— start Entries —
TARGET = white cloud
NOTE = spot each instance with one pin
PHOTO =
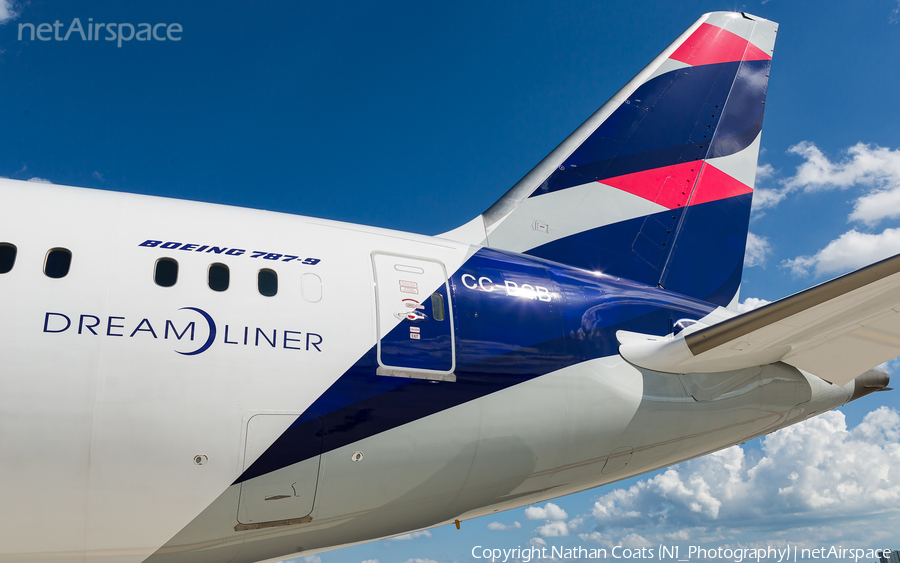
(553, 529)
(550, 511)
(8, 11)
(412, 536)
(764, 198)
(806, 477)
(758, 248)
(500, 526)
(850, 251)
(751, 303)
(874, 168)
(764, 172)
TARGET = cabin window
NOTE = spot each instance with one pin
(7, 257)
(437, 306)
(218, 277)
(165, 273)
(267, 282)
(311, 287)
(57, 263)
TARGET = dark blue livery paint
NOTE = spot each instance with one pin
(501, 341)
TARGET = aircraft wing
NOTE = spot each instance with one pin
(835, 330)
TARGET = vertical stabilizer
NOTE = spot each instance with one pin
(656, 185)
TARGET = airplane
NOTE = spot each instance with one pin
(188, 382)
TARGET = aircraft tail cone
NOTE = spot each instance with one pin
(872, 381)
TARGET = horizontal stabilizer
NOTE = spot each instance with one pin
(835, 330)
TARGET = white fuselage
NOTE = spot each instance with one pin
(102, 419)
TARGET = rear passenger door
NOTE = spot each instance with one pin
(414, 317)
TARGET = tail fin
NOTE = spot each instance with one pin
(656, 185)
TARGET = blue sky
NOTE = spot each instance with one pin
(417, 116)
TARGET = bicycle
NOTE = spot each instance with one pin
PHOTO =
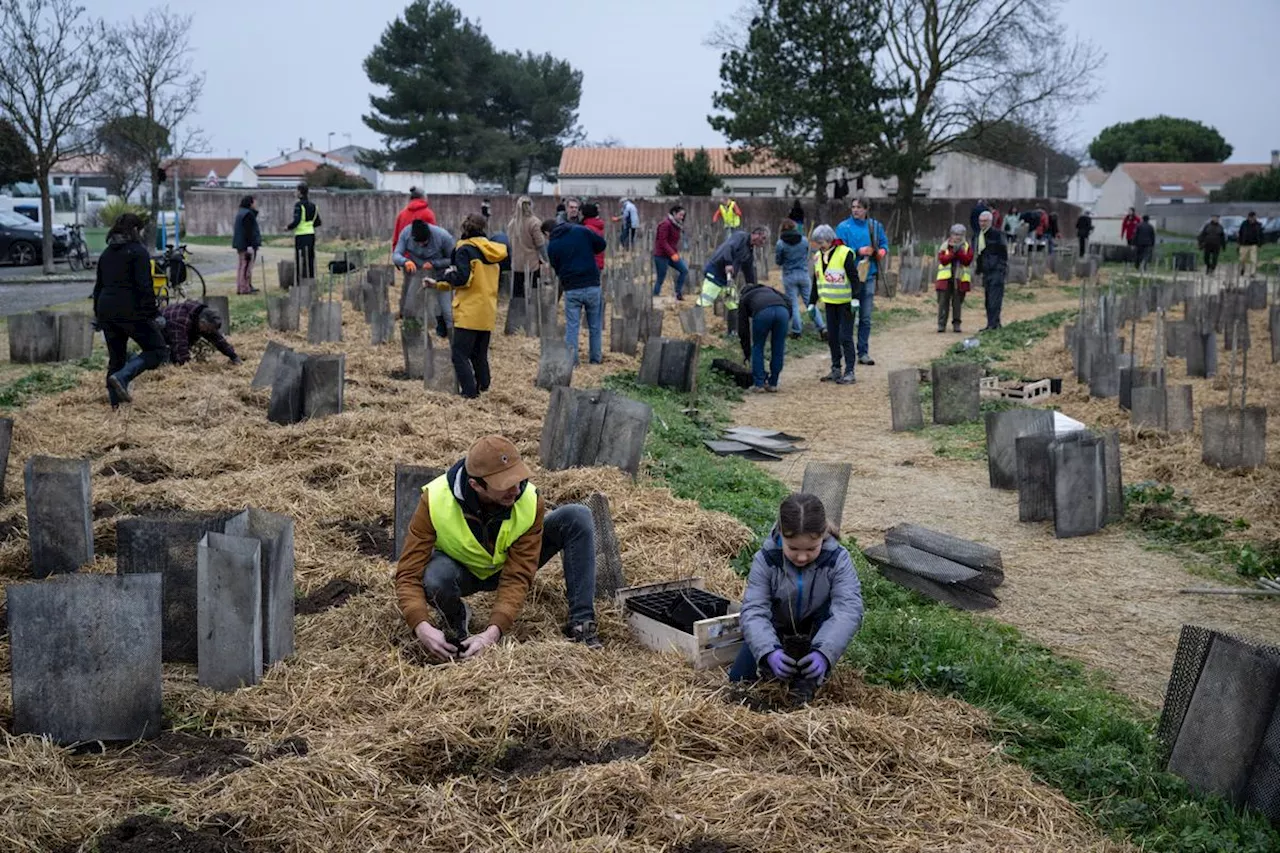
— end Entries —
• The exercise: Scale the stretch of the material from the line containing "TARGET = white fuselage" through the end of the material: write out every line in it again, unchanged except that each coordinate in the answers is multiplied by 1.5 and rounded to a whole number, with halves rounded up. Leave out the pictures.

• The output:
TARGET = white fuselage
NOTE = spot each instance with one pin
(153, 629)
TARGET = rear passenger door
NOTE = spot each instance with one pin
(621, 476)
TARGET = tail fin
NOTE = spot each instance with one pin
(984, 278)
TARGET = blue sky
NOTE = spot each instance with one pin
(626, 174)
TARGET = bicycle
NOTE = spot each instance with one pin
PHOTO =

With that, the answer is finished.